### PROBLEM DESCRIPTION
Can you reproduce all of the material below word for word, leaving the pictures out of your answer?

### DATA PROVIDED
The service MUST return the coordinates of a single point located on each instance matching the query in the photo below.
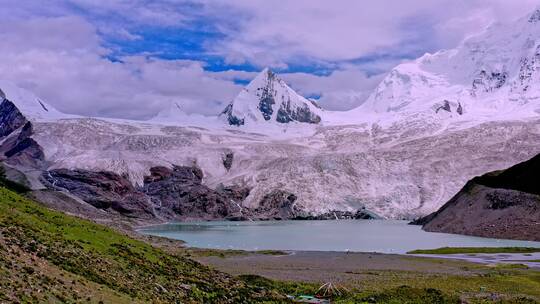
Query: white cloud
(58, 51)
(341, 90)
(61, 60)
(278, 33)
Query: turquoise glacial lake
(384, 236)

### EXERCISE SOLUTION
The service MUST return the coordinates of a single point located on each instance matching the query in the photo below.
Query: white cloud
(58, 51)
(341, 90)
(61, 60)
(278, 33)
Query: turquoise glacial lake
(384, 236)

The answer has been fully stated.